# DESCRIPTION OF THE TASK
Give the lines of the items below as a Markdown table with the columns "No." and "Line", numbering each row and leaving out blank lines. Include only the lines between the one holding "Reviewer note: verify that every instance of the wall" and the one holding "column 450, row 337", inclusive.

**** LISTED ENTRIES

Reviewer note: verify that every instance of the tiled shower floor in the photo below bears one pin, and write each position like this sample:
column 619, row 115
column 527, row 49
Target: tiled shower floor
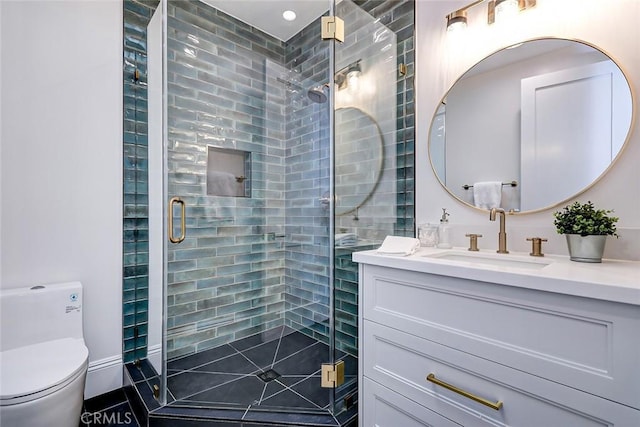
column 276, row 370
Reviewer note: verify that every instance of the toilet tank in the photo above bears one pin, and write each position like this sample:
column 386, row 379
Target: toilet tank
column 40, row 313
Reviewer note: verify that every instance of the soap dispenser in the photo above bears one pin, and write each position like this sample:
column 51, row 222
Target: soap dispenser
column 444, row 231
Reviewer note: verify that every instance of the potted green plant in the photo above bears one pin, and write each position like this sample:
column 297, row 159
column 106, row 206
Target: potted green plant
column 586, row 229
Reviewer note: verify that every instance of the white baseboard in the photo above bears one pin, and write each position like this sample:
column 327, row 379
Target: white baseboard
column 103, row 375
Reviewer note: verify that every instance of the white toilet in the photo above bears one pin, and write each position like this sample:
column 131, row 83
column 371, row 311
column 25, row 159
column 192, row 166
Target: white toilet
column 43, row 358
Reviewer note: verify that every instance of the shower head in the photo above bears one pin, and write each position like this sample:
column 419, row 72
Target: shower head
column 317, row 94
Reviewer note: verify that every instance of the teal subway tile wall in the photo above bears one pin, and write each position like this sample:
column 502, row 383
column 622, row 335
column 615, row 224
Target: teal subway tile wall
column 251, row 263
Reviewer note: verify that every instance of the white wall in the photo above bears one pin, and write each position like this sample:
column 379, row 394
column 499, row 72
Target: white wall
column 61, row 175
column 441, row 59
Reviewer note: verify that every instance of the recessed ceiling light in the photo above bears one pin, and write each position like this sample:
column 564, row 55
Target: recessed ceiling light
column 289, row 15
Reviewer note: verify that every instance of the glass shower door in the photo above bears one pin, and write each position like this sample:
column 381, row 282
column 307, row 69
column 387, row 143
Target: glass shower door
column 365, row 168
column 248, row 220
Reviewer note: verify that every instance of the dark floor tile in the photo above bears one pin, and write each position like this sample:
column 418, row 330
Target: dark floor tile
column 211, row 414
column 304, row 362
column 104, row 401
column 272, row 388
column 312, row 390
column 137, row 405
column 197, row 359
column 243, row 391
column 147, row 369
column 263, row 354
column 293, row 343
column 177, row 422
column 119, row 415
column 289, row 380
column 257, row 339
column 191, row 382
column 235, row 364
column 287, row 399
column 134, row 372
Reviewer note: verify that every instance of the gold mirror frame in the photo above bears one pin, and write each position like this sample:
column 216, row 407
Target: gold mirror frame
column 587, row 187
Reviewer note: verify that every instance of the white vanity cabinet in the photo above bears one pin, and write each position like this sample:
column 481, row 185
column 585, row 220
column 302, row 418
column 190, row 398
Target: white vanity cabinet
column 532, row 357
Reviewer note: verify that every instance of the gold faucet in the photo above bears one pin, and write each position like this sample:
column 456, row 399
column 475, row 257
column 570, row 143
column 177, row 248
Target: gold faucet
column 502, row 235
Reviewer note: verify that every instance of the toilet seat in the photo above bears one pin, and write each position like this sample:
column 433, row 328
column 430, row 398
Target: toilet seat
column 34, row 371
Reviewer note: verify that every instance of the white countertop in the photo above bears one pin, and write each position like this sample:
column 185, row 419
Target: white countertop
column 611, row 280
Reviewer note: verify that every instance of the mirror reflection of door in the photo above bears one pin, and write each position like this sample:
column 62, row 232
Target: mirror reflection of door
column 554, row 139
column 570, row 120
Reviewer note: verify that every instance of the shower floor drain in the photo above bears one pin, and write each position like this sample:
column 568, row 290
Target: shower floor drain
column 269, row 375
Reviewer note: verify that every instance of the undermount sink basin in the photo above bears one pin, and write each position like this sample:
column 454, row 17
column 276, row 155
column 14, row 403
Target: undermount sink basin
column 501, row 260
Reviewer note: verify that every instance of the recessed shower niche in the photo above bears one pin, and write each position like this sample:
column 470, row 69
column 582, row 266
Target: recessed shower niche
column 228, row 172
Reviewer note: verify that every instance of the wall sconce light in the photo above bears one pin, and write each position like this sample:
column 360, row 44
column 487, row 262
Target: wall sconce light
column 503, row 10
column 349, row 75
column 457, row 20
column 497, row 10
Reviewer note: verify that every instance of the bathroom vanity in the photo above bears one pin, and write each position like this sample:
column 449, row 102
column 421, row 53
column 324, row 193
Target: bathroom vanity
column 450, row 337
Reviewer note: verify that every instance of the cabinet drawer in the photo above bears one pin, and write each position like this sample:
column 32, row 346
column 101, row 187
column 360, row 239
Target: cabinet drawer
column 401, row 362
column 586, row 344
column 385, row 408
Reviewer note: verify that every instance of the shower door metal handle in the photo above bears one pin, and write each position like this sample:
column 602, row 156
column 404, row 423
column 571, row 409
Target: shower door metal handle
column 183, row 230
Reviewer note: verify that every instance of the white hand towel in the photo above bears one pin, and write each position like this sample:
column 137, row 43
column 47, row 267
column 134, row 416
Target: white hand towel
column 487, row 195
column 396, row 245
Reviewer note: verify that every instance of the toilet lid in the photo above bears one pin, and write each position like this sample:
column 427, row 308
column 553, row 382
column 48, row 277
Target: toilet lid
column 31, row 369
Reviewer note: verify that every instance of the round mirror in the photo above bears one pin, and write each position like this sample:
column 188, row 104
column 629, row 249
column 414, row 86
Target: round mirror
column 531, row 126
column 358, row 158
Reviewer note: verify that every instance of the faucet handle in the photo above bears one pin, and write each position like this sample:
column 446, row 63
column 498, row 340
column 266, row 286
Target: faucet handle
column 473, row 241
column 536, row 245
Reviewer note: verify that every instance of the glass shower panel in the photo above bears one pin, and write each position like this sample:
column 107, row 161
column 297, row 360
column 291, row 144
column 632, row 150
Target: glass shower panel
column 365, row 167
column 248, row 296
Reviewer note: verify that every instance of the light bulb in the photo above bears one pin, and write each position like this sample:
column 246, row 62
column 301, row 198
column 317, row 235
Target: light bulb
column 506, row 9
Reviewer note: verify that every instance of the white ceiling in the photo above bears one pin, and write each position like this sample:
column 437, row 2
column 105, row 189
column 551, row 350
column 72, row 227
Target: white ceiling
column 266, row 15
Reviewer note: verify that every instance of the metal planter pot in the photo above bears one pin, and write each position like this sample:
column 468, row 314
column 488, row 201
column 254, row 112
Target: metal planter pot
column 586, row 248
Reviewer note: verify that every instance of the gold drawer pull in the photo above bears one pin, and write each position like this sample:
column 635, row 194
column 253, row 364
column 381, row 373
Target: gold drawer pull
column 432, row 378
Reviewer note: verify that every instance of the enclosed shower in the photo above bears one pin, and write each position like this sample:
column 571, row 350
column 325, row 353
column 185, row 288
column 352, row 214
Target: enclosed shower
column 269, row 162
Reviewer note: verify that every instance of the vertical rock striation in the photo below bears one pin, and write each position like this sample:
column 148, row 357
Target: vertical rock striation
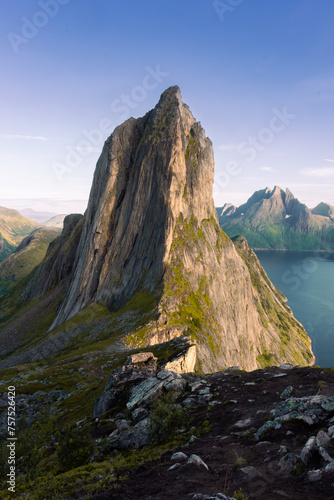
column 151, row 228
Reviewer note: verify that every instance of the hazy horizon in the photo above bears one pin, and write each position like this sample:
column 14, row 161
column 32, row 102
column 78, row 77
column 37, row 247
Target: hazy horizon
column 258, row 75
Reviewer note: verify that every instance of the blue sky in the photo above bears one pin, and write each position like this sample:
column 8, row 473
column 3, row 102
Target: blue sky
column 258, row 74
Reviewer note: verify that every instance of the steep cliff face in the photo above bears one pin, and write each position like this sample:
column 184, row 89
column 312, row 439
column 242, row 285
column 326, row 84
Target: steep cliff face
column 151, row 229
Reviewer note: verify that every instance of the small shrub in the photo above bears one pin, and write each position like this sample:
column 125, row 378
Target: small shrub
column 165, row 419
column 75, row 448
column 238, row 495
column 240, row 462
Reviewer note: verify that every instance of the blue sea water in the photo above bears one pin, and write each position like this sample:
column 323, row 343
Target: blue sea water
column 307, row 280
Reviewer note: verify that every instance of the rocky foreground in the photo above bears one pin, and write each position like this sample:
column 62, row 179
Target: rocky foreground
column 259, row 435
column 155, row 434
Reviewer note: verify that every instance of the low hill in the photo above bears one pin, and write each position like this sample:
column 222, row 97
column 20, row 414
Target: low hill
column 13, row 228
column 37, row 215
column 25, row 258
column 275, row 219
column 56, row 221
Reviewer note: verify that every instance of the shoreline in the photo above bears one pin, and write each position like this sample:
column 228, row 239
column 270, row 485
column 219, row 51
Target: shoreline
column 331, row 252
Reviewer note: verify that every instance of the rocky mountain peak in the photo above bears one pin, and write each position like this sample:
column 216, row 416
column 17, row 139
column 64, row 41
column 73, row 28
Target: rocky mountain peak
column 149, row 253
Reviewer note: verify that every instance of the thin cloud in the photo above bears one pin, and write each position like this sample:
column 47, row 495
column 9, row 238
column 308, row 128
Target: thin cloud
column 267, row 169
column 26, row 137
column 228, row 147
column 90, row 149
column 318, row 172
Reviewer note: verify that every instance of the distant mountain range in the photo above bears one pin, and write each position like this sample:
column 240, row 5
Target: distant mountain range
column 25, row 258
column 275, row 219
column 13, row 228
column 38, row 215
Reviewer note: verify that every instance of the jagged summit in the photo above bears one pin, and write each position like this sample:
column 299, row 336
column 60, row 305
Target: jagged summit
column 150, row 254
column 274, row 218
column 142, row 184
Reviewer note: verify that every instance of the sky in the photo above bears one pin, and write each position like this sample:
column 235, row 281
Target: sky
column 257, row 74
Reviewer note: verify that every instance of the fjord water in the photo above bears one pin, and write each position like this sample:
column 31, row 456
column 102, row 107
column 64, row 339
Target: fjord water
column 307, row 280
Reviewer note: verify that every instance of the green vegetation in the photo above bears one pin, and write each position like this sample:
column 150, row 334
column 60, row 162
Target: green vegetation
column 13, row 228
column 29, row 254
column 166, row 418
column 294, row 341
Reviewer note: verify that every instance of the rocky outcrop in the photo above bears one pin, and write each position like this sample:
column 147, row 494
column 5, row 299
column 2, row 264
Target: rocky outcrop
column 139, row 384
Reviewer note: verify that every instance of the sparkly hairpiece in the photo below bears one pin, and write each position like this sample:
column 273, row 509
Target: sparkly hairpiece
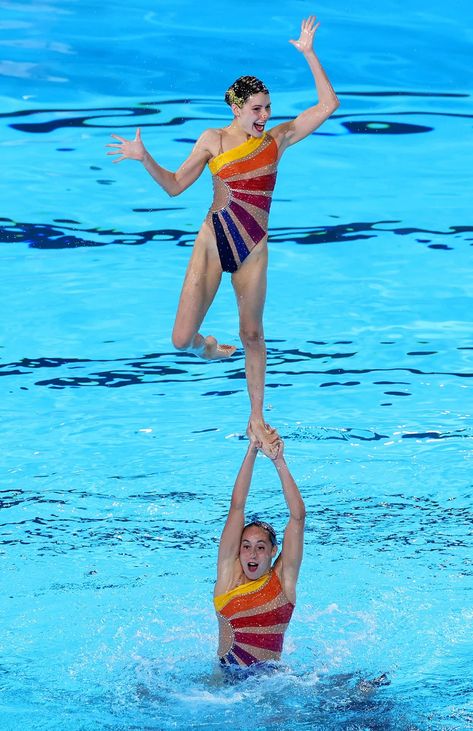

********

# OUTPUT
| No. | Line |
|---|---|
| 1 | Reviewer note: verify that every instance of the wall sconce light in the photo above bears one pin, and write each position like this sample: |
| 2 | column 360, row 44 |
| 3 | column 487, row 262 |
| 4 | Target: wall sconce light |
| 5 | column 503, row 10 |
| 6 | column 349, row 75 |
| 7 | column 457, row 20 |
| 8 | column 497, row 10 |
| 9 | Reviewer note: verify that every instance of the bathroom vanity in the photo above bears one pin, and write each position like this sample: |
| 10 | column 449, row 102 |
| 11 | column 421, row 53 |
| 12 | column 324, row 193 |
| 13 | Target: bathroom vanity |
| 14 | column 450, row 337 |